Read: Why it always feels like the festival season
How festivals compare
One festival that has made a conscious effort to support the visual arts is Perth International Art Festival (PIAF). In 2008, under the Directorship of Shelagh Magadza, PIAF appointed curator and independent arts consultant Margaret Moore as the visual arts program manager.
Laetitia Wilson writes: ‘Through Moore’s vision, visual arts acquired a new prominence. Driven to elevate the genre, Moore initiated a dedicated publication, distinct from the festival guide, focused entirely on the visual arts.
‘Since 2009 this document has come into its own as a stimulating festival publication, communicating information and promoting the exhibitions. Curatorial essays now offer a probing point of entry into what might otherwise seem like a disparate assortment of art shows.’
This year PIAF continues that commitment, yet visual arts are still swallowed by the emphases placed on the performing arts – the global festival raison d’être. Of 255 events listed on their website, only 14 are categorised as visual arts.
It should be noted, however, that of those 14 events nine are presented in galleries and are true visual arts programming. That is the highest proportion of exhibitions in an Australian festival.
Detail of filmmaker John Akomfrah Untitled, 2016. He brings two new major film installations to PIAF this year; © Smoking Dogs Films; Courtesy the Artist; Lisson Gallery, London
Adelaide Festival, by comparison, is a much smaller festival, with only 31 primary events listed in its program. Four of those are dedicated visual arts events, plus one interactive public art installation.
Adelaide Festival has traditionally held a week devoted to the Visual Arts and another to writing during its program, but it wound up its Artist’s Week in 2014, largely handing over that responsibility to the major arts organisations.

What is expected:
Quote the excerpt on visual arts at Australian festivals in full, word for word.

[Data records]

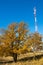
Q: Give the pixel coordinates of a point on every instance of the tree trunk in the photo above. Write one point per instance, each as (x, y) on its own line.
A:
(15, 57)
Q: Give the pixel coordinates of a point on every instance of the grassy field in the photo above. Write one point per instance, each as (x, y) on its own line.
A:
(23, 59)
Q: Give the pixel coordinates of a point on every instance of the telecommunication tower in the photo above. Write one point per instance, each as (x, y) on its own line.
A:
(35, 20)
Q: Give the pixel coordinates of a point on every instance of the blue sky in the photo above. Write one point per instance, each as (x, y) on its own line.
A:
(21, 10)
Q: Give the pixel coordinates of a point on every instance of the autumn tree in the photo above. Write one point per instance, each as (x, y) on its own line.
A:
(15, 39)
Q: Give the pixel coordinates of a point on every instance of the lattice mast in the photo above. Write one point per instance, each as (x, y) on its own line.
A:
(35, 20)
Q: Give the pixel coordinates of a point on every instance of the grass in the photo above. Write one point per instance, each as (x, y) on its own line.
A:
(23, 59)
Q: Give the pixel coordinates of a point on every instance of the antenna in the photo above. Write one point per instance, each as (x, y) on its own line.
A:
(35, 20)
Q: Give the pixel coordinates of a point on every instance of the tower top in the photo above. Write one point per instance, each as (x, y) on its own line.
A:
(34, 11)
(35, 20)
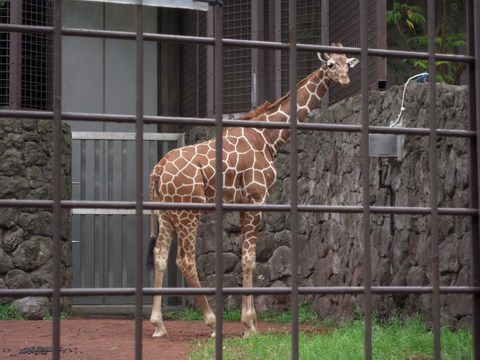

Expected answer:
Read: Why it always feels like the festival season
How festivals compare
One festival that has made a conscious effort to support the visual arts is Perth International Art Festival (PIAF). In 2008, under the Directorship of Shelagh Magadza, PIAF appointed curator and independent arts consultant Margaret Moore as the visual arts program manager.
Laetitia Wilson writes: ‘Through Moore’s vision, visual arts acquired a new prominence. Driven to elevate the genre, Moore initiated a dedicated publication, distinct from the festival guide, focused entirely on the visual arts.
‘Since 2009 this document has come into its own as a stimulating festival publication, communicating information and promoting the exhibitions. Curatorial essays now offer a probing point of entry into what might otherwise seem like a disparate assortment of art shows.’
This year PIAF continues that commitment, yet visual arts are still swallowed by the emphases placed on the performing arts – the global festival raison d’être. Of 255 events listed on their website, only 14 are categorised as visual arts.
It should be noted, however, that of those 14 events nine are presented in galleries and are true visual arts programming. That is the highest proportion of exhibitions in an Australian festival.
Detail of filmmaker John Akomfrah Untitled, 2016. He brings two new major film installations to PIAF this year; © Smoking Dogs Films; Courtesy the Artist; Lisson Gallery, London
Adelaide Festival, by comparison, is a much smaller festival, with only 31 primary events listed in its program. Four of those are dedicated visual arts events, plus one interactive public art installation.
Adelaide Festival has traditionally held a week devoted to the Visual Arts and another to writing during its program, but it wound up its Artist’s Week in 2014, largely handing over that responsibility to the major arts organisations.